Whenever a line of the data below holds the string "forest", copy that line.

Image point grounding data:
• • • • •

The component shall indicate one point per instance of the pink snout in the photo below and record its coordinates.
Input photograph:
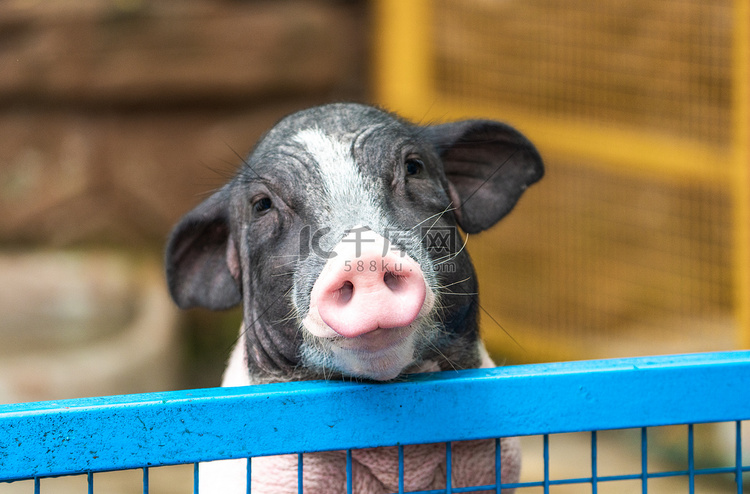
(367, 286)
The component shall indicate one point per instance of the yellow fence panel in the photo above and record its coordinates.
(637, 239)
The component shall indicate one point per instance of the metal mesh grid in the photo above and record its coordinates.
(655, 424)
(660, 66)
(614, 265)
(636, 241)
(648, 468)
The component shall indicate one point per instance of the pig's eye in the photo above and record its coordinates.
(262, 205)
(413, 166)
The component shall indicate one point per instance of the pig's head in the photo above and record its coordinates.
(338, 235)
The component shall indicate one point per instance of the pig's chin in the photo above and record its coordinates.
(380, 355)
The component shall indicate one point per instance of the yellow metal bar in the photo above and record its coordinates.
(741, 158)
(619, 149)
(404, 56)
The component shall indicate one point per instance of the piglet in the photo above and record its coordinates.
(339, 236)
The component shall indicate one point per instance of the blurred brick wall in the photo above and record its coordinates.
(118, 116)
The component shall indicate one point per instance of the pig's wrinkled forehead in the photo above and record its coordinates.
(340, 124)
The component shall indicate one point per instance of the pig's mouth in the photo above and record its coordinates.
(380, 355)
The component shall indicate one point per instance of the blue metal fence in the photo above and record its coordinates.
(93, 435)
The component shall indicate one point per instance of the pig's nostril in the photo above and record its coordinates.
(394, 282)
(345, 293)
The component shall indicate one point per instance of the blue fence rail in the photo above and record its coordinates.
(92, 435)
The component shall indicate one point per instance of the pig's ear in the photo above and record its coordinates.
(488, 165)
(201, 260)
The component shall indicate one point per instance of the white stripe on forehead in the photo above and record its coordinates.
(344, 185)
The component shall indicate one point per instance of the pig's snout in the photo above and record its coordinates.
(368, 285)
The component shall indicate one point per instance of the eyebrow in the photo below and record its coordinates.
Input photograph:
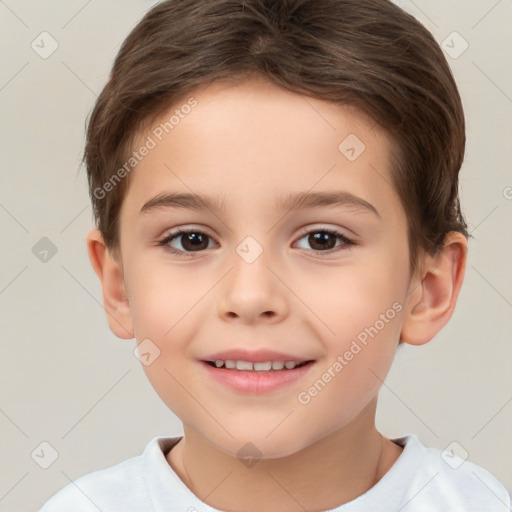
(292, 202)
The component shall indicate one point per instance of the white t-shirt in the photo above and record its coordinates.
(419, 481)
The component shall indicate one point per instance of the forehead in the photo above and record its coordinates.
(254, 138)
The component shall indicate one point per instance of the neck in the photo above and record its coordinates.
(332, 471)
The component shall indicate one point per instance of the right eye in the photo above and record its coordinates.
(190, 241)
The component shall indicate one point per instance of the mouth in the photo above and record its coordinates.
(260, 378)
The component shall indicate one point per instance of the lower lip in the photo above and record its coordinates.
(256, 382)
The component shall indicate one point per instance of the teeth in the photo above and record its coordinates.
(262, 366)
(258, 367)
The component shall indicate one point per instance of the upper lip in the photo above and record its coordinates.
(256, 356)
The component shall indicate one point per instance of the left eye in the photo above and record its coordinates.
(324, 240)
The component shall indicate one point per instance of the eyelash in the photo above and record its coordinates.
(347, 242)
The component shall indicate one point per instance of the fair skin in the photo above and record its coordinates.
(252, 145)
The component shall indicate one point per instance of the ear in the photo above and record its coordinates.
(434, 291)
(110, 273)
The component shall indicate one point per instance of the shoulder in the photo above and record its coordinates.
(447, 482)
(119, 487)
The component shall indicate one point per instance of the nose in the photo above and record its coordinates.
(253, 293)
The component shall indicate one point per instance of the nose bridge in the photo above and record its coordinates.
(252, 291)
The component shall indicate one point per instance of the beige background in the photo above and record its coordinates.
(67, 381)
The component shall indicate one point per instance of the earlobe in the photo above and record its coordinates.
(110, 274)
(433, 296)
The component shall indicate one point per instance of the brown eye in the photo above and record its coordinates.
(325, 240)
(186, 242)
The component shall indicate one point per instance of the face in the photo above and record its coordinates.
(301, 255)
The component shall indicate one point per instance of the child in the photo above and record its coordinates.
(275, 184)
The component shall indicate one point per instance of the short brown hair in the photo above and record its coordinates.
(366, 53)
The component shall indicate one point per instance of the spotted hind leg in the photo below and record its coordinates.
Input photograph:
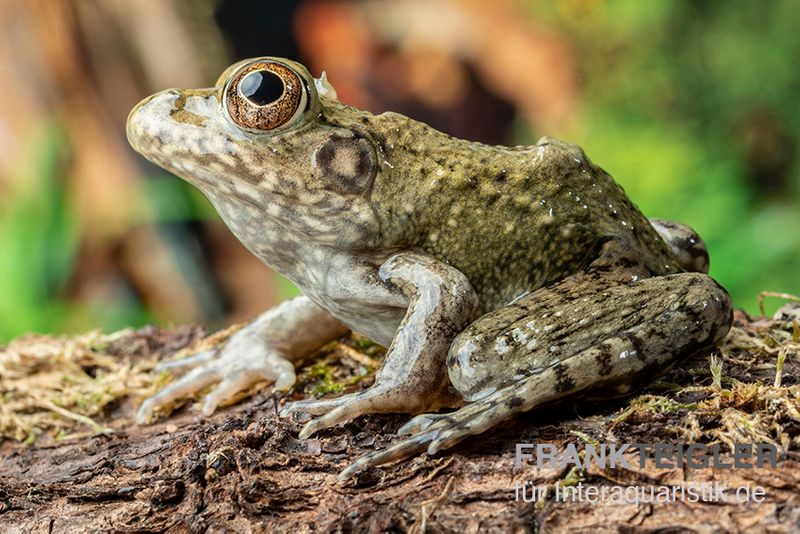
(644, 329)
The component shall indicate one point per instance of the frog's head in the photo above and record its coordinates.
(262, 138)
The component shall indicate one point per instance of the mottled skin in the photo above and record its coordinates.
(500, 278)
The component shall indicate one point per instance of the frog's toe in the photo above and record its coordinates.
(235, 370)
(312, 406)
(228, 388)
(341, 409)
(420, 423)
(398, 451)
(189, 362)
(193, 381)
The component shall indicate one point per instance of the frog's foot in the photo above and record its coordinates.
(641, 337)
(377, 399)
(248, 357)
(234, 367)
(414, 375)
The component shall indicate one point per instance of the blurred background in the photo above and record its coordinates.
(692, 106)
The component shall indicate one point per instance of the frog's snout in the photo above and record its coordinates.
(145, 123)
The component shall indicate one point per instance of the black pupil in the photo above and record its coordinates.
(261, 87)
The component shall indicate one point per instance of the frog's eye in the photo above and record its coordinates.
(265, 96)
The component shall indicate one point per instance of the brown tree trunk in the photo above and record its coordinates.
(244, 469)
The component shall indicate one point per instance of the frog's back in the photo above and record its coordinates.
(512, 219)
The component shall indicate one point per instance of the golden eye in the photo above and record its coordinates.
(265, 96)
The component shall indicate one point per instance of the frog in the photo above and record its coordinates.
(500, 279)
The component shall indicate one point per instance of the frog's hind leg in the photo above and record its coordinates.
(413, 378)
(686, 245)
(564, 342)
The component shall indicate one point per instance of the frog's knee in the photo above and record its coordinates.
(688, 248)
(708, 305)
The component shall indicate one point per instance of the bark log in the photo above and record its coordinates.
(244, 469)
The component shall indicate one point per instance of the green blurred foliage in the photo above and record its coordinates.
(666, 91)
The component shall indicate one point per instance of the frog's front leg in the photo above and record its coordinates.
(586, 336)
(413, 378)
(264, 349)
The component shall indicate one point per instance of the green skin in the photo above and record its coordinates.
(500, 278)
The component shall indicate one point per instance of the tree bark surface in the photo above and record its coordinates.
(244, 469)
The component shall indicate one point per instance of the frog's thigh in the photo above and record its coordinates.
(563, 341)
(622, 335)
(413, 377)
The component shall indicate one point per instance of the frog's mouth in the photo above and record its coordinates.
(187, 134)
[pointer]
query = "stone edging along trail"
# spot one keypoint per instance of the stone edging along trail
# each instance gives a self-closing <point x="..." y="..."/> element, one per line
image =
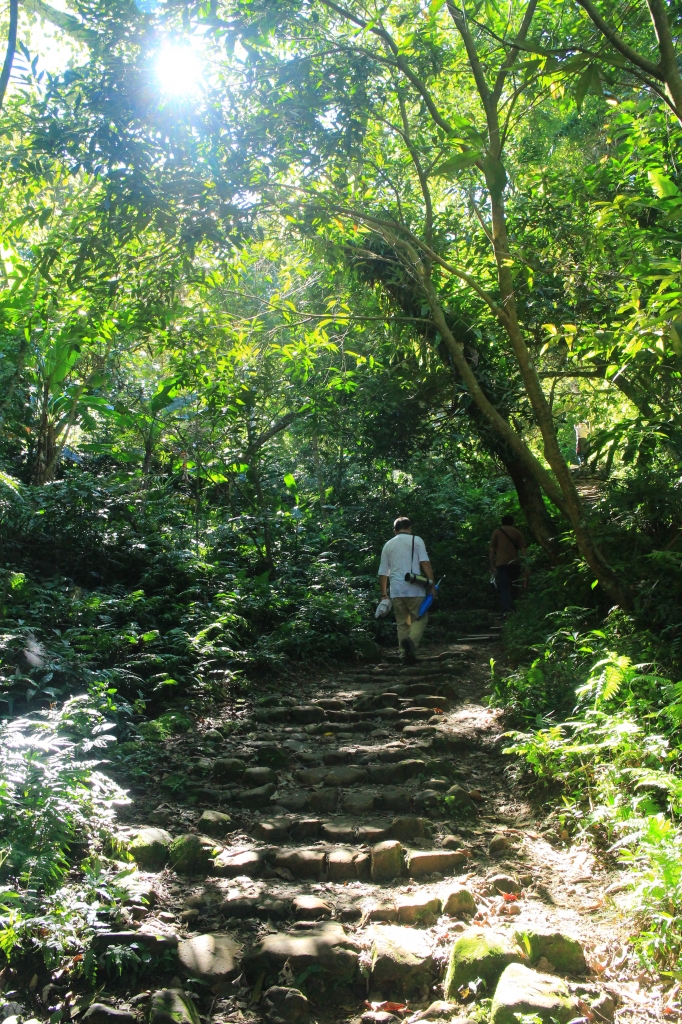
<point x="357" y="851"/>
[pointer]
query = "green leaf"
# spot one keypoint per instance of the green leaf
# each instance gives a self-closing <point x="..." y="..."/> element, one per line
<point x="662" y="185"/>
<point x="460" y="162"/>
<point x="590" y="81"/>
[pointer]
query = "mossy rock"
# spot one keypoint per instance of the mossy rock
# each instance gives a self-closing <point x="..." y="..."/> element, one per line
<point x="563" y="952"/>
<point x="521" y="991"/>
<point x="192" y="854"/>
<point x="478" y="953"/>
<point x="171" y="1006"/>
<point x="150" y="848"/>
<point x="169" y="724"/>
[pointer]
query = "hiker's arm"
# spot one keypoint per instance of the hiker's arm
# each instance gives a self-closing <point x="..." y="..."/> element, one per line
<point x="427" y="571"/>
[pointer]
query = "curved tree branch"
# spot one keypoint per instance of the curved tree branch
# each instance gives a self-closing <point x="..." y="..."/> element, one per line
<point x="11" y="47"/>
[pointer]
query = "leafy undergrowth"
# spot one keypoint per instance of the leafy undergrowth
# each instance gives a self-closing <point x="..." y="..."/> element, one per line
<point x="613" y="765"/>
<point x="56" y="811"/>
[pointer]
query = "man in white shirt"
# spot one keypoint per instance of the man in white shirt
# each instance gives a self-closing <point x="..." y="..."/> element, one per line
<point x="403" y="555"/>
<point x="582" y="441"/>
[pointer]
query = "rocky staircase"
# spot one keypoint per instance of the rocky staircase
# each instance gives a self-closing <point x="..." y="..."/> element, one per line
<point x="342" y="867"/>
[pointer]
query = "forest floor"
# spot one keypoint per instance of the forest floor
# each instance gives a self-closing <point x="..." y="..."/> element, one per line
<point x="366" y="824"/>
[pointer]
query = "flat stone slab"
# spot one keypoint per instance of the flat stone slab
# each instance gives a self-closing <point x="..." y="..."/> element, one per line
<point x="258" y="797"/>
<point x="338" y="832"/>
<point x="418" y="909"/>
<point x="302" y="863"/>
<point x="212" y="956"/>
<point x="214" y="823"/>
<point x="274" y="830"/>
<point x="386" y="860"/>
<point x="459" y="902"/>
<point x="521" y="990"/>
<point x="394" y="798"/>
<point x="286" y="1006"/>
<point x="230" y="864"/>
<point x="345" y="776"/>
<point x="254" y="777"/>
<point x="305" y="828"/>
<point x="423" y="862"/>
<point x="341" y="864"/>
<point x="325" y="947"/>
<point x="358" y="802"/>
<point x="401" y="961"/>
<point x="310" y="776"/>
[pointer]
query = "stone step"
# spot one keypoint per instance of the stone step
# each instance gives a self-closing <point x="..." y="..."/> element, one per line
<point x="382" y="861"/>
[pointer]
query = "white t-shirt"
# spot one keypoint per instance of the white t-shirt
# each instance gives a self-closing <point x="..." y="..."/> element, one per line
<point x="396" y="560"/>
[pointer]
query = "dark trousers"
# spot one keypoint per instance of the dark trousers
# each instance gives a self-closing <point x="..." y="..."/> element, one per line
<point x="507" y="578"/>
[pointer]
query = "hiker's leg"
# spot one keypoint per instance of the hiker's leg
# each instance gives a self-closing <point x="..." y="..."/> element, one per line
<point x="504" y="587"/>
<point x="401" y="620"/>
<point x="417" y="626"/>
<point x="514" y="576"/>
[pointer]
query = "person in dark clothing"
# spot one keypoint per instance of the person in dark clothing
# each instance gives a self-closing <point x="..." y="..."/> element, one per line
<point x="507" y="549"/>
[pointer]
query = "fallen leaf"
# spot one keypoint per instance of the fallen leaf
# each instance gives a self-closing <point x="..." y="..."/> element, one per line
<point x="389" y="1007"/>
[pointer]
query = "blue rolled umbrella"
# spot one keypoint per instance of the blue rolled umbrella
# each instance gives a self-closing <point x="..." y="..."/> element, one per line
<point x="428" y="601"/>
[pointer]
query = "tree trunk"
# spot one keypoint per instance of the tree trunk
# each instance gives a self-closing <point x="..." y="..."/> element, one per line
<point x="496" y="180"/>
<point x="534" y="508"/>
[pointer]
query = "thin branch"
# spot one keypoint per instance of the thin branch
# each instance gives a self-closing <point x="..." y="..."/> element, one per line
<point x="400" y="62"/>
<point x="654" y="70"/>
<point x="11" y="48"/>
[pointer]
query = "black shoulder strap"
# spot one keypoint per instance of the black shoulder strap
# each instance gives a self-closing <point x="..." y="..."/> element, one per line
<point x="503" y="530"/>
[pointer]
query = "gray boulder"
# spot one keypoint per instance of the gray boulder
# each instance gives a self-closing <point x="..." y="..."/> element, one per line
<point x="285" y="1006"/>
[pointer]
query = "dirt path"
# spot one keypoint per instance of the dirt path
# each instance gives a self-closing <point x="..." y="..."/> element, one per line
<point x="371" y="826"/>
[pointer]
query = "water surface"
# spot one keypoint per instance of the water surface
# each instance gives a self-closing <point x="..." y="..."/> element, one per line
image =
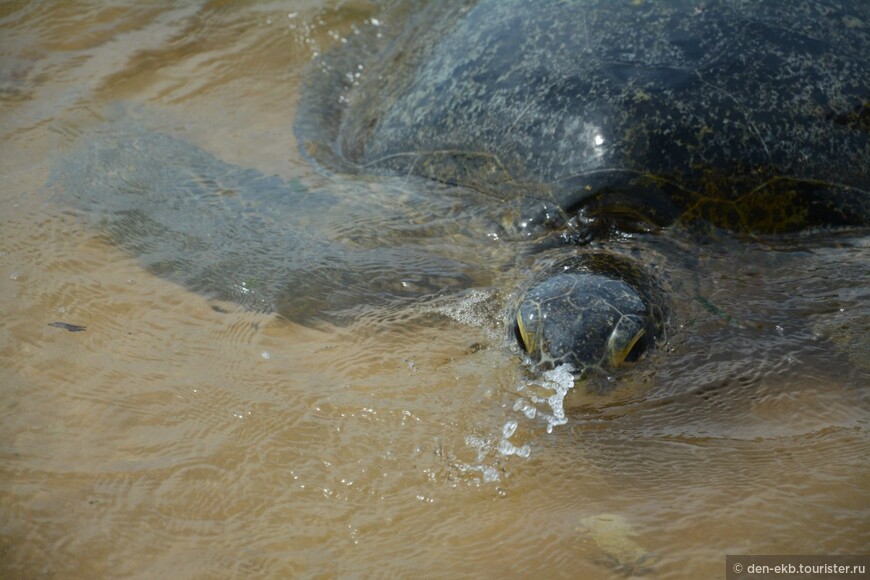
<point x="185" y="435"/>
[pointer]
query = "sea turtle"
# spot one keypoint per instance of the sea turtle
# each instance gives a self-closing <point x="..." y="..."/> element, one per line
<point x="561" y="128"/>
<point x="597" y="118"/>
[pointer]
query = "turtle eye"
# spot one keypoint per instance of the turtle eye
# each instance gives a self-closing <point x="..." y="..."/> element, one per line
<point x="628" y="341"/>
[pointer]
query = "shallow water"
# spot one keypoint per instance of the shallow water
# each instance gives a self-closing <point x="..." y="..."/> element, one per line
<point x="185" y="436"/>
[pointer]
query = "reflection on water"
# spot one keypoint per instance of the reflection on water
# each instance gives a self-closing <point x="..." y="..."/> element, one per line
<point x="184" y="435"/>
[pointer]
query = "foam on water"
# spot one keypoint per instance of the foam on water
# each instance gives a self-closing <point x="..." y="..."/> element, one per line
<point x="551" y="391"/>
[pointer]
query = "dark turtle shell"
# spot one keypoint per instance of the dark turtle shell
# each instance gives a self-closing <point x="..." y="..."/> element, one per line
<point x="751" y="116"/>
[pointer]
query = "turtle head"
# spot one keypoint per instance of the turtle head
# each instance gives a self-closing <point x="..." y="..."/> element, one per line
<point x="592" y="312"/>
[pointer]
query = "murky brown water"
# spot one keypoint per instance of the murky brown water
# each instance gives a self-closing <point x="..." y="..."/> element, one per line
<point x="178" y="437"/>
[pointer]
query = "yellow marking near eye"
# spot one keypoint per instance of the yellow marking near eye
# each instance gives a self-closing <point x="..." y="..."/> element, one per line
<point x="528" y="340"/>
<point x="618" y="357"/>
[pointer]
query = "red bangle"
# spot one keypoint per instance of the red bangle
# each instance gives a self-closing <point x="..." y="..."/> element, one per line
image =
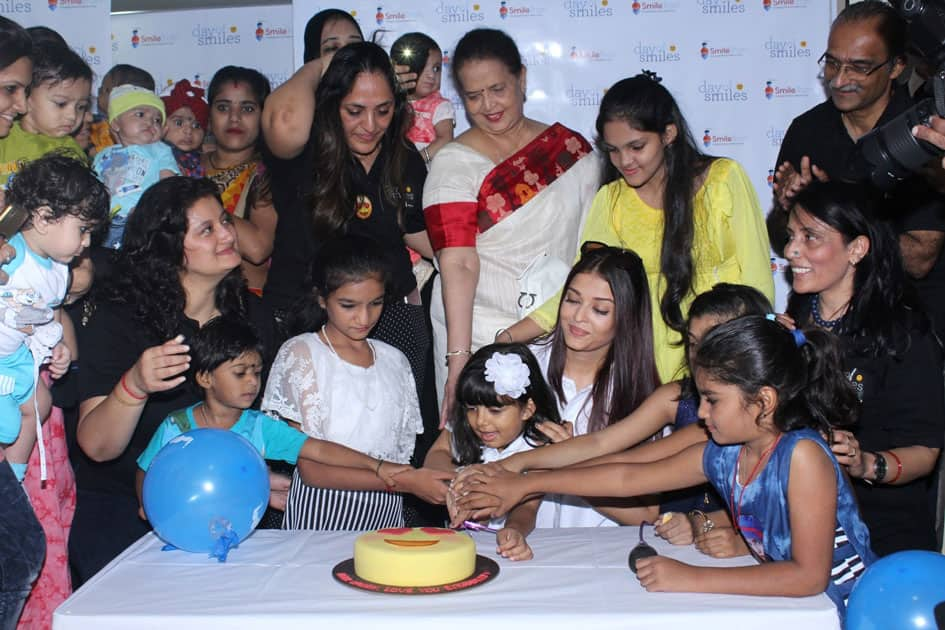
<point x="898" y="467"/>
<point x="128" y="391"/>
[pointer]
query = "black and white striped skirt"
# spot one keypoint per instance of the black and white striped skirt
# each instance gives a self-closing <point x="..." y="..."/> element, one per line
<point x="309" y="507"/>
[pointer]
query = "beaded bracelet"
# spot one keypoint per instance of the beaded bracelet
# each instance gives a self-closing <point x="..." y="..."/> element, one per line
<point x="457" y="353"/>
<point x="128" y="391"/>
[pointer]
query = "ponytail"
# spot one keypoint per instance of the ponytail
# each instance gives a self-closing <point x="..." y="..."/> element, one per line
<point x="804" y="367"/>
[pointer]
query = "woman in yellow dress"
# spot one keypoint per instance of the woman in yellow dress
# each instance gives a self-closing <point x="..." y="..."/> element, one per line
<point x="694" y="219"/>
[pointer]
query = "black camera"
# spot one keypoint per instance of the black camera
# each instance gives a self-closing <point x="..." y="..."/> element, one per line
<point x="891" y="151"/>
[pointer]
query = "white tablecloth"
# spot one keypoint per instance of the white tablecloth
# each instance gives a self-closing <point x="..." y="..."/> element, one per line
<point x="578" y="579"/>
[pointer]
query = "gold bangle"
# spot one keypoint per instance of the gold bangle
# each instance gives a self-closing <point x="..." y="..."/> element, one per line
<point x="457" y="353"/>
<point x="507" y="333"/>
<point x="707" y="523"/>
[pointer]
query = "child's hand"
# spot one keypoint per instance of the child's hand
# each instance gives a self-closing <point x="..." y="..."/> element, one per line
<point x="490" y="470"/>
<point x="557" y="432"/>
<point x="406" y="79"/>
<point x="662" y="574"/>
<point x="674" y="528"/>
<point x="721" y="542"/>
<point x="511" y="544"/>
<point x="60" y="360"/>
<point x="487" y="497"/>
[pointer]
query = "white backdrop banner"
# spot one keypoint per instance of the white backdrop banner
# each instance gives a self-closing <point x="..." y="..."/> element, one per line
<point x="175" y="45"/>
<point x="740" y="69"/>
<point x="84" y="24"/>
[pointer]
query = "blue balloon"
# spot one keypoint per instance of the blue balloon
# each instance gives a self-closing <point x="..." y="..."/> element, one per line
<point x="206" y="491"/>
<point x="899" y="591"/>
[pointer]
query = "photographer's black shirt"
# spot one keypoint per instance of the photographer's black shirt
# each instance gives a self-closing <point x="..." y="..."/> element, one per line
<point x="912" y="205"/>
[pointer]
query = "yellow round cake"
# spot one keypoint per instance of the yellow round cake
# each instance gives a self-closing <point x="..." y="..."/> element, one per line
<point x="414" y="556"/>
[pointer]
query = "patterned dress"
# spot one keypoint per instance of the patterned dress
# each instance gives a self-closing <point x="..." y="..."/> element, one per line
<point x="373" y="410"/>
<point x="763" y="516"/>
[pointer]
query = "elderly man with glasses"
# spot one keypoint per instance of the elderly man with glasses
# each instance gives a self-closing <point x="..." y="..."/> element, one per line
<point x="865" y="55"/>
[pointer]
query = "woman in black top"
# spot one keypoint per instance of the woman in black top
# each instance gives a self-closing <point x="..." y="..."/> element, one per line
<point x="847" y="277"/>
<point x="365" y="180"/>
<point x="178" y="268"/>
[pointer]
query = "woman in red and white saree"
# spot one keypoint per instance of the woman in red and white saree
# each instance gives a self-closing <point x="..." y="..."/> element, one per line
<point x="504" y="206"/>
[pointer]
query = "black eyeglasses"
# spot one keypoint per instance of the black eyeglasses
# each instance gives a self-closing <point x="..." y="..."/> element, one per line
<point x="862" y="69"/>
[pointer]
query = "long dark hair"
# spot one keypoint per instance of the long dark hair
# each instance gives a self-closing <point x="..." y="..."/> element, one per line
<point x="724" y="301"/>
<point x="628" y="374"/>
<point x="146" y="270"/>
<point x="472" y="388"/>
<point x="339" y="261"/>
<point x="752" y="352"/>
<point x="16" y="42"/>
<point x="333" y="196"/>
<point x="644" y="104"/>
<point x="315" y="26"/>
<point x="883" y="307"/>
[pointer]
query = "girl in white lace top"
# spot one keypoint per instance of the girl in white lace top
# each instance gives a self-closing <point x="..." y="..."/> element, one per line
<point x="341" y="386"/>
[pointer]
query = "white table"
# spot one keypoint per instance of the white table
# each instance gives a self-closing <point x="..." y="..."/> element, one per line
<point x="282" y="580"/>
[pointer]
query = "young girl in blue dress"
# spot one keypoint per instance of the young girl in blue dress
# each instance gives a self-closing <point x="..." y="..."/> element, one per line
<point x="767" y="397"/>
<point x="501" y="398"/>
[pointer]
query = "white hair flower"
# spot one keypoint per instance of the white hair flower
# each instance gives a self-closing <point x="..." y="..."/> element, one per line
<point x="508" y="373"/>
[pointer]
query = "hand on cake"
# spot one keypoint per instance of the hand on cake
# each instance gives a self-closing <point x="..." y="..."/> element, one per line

• • • • •

- [Answer box]
query = "forest floor"
# spot one keypoint per instance of the forest floor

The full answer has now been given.